** start of Record set **

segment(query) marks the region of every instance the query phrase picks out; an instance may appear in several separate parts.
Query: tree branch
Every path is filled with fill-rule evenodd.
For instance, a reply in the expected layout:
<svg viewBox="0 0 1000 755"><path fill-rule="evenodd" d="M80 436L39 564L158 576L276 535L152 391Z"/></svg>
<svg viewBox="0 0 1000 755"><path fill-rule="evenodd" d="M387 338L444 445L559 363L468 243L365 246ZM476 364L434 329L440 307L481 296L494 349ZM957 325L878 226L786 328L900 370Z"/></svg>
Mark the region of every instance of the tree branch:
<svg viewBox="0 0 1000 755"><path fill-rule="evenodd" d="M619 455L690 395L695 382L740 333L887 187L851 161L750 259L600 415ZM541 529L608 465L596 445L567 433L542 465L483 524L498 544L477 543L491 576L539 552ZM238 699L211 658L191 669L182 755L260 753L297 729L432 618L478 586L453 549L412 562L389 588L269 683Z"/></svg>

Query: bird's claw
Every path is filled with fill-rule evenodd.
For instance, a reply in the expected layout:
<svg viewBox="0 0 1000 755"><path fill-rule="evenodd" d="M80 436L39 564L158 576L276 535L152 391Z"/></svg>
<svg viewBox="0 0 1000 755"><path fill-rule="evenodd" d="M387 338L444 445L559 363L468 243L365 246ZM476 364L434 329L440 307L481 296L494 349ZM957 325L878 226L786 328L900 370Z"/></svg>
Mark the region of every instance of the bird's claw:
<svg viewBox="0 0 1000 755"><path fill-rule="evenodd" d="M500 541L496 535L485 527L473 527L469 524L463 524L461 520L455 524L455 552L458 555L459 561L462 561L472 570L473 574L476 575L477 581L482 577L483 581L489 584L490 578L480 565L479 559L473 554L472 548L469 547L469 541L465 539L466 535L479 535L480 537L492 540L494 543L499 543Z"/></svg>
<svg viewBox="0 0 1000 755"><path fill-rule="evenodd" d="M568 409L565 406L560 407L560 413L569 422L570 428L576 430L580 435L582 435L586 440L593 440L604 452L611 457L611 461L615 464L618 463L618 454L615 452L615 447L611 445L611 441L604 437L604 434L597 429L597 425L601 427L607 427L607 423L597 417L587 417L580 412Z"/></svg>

** end of Record set **

(Instructions to follow) Format every line of the records above as a single numbered list, leaving out the blank lines.

(Finished exercise)
1. segment(query) marks the region of every instance the query phrase picks out; an instance may appear in several separate parts.
2. Query: tree branch
3. Every path is filled with fill-rule evenodd.
4. For instance, a reply in the expected layout:
5. <svg viewBox="0 0 1000 755"><path fill-rule="evenodd" d="M80 436L39 564L158 576L276 535L152 391Z"/></svg>
6. <svg viewBox="0 0 1000 755"><path fill-rule="evenodd" d="M387 338L444 445L559 363L468 243L365 246ZM476 364L434 329L440 307L481 296L494 349ZM957 325L878 226L786 328L900 370Z"/></svg>
7. Mark the region of every instance of the tree branch:
8. <svg viewBox="0 0 1000 755"><path fill-rule="evenodd" d="M619 455L690 395L695 382L740 333L887 187L851 161L750 259L600 415ZM541 529L608 465L596 445L567 433L542 465L483 524L498 544L477 543L491 576L539 552ZM238 699L211 658L191 669L182 755L260 753L297 729L432 618L478 586L453 549L412 562L389 588L269 683Z"/></svg>
9. Query: bird's claw
10. Every path is filled with fill-rule evenodd.
11. For instance, a reply in the expected layout:
12. <svg viewBox="0 0 1000 755"><path fill-rule="evenodd" d="M80 436L39 564L158 576L276 535L152 391Z"/></svg>
13. <svg viewBox="0 0 1000 755"><path fill-rule="evenodd" d="M387 338L444 445L559 363L468 243L365 246ZM476 364L434 329L440 307L481 296L494 349ZM957 325L878 226L786 328L900 370Z"/></svg>
14. Mark the region of every instance of the bird's claw:
15. <svg viewBox="0 0 1000 755"><path fill-rule="evenodd" d="M500 541L496 535L485 527L473 527L469 524L463 524L461 520L455 524L455 552L458 555L459 561L462 561L472 570L473 574L476 575L477 581L482 577L483 581L489 584L490 578L480 565L479 559L473 554L472 548L469 547L469 541L465 539L466 535L479 535L480 537L492 540L494 543L499 543Z"/></svg>
16. <svg viewBox="0 0 1000 755"><path fill-rule="evenodd" d="M568 409L565 406L560 407L560 413L569 422L570 428L576 430L580 435L582 435L586 440L593 440L604 452L611 457L611 461L615 464L618 463L618 454L615 452L615 447L611 445L611 441L604 437L604 434L597 429L597 425L601 427L607 427L607 423L597 417L587 417L580 412Z"/></svg>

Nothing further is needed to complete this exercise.